## [Exercise prompt]
Lines from the one containing "TARGET: tanker truck" through the end of the data are to be returned exactly, and no others.

◇ ◇ ◇ ◇ ◇

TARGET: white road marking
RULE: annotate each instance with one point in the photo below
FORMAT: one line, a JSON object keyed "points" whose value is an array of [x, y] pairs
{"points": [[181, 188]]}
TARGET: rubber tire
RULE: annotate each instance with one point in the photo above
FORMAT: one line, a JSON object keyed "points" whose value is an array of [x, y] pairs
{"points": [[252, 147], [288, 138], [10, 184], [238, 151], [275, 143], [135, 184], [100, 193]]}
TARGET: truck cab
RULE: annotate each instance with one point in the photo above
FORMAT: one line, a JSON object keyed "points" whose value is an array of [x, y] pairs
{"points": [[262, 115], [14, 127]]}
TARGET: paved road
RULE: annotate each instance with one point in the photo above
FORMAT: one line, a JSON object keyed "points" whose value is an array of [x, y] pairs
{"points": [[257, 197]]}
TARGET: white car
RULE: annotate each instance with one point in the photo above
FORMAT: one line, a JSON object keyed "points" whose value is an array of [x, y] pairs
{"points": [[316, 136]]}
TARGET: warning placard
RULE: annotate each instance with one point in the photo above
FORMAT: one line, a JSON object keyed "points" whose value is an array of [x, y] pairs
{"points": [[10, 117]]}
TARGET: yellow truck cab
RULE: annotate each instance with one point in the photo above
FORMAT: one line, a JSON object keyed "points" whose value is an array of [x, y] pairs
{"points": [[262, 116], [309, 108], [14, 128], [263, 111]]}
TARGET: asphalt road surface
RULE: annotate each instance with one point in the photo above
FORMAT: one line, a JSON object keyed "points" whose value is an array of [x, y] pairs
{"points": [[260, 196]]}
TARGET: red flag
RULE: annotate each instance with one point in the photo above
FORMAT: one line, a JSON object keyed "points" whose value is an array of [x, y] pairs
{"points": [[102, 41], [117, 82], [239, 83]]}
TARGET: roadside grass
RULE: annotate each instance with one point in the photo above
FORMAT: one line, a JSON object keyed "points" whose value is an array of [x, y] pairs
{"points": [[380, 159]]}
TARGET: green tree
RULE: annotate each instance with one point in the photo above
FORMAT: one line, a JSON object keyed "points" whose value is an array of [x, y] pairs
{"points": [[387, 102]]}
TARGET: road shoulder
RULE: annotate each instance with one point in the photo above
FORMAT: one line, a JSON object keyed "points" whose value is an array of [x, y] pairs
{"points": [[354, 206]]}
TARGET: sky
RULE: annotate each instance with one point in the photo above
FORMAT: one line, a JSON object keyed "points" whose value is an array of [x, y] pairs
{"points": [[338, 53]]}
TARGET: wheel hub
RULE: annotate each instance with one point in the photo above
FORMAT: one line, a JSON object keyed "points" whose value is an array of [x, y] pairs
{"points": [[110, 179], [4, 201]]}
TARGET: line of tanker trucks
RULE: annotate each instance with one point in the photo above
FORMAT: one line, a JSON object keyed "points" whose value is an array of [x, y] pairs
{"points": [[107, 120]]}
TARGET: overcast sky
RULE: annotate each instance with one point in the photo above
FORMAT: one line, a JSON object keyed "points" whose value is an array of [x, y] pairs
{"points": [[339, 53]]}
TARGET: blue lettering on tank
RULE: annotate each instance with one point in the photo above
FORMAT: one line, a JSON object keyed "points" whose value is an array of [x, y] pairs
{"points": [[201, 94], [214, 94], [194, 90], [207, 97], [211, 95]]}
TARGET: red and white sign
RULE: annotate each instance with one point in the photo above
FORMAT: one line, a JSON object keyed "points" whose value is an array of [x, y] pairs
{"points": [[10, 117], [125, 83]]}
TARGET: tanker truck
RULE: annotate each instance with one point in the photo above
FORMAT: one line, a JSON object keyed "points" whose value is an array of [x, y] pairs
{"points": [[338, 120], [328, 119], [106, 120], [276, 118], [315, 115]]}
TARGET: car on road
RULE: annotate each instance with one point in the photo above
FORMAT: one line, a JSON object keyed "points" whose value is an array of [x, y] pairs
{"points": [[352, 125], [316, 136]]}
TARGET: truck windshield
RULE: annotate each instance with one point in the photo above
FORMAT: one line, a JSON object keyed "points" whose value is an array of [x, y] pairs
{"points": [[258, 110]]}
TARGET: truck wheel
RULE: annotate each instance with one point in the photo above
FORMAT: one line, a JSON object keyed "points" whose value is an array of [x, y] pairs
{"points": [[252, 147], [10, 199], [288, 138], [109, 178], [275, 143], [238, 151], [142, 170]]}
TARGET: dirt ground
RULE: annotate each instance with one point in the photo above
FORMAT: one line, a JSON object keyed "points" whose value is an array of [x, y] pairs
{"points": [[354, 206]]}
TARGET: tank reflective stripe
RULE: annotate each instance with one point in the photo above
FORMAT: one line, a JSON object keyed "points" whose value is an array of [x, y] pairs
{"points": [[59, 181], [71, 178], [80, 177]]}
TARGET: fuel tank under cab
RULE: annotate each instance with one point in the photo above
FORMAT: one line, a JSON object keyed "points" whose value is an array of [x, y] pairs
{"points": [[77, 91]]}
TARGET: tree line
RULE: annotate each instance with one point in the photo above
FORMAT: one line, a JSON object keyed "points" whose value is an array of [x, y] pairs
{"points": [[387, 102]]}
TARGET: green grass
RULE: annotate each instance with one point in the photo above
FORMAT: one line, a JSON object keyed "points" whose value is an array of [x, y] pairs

◇ ◇ ◇ ◇ ◇

## [Output]
TARGET: tanker truck
RULE: annotate each instance with one point in the photo above
FORMAT: one line, a JSON object keyed "points" whose value is an array of [x, y] pairs
{"points": [[338, 120], [328, 119], [106, 120], [276, 118], [315, 115]]}
TARGET: car on road
RULE: annotate each instance with one point in the photo above
FORMAT: one line, a JSON object keyed "points" whose value is an array of [x, y] pairs
{"points": [[352, 125], [316, 136]]}
TARGET: truck windshield
RULE: annotate each instance with one point in the photo above
FORMAT: one line, a JSON object keyed "points" whose value is an array of [x, y] pairs
{"points": [[258, 110]]}
TARGET: truck wheel
RULE: annotate each instance with one point in the photo above
FORMAT: one line, a JSON object keyed "points" whose value is an array of [x, y] pairs
{"points": [[252, 147], [10, 199], [288, 138], [109, 178], [275, 143], [238, 151], [142, 170]]}
TARGET: dirt ground
RULE: annotate each instance with one point in the photo above
FORMAT: one line, a JSON object keyed "points" whose value is an array of [x, y] pairs
{"points": [[354, 206]]}
TARGET: tank reflective stripe
RULE: annotate each instance with one point in the photo above
FORMAT: one line, a JSON object keyed "points" whose value is an array of [x, y] pairs
{"points": [[59, 181], [71, 178], [80, 177]]}
TARGET: fuel tank under cab
RULE: annotate each instance with one point in the photo above
FORMAT: one line, a JSON object keyed "points" whose value is an array of [x, y] pairs
{"points": [[77, 91]]}
TARGET: tree line
RULE: annotate each instance with one point in the photo above
FORMAT: one line, a JSON object keyed "points" whose value is an array of [x, y] pairs
{"points": [[387, 102]]}
TARGET: green grass
RULE: annotate each instance with one point in the photo above
FORMAT: one line, a JSON object keyed "points" whose value is an array of [x, y] pairs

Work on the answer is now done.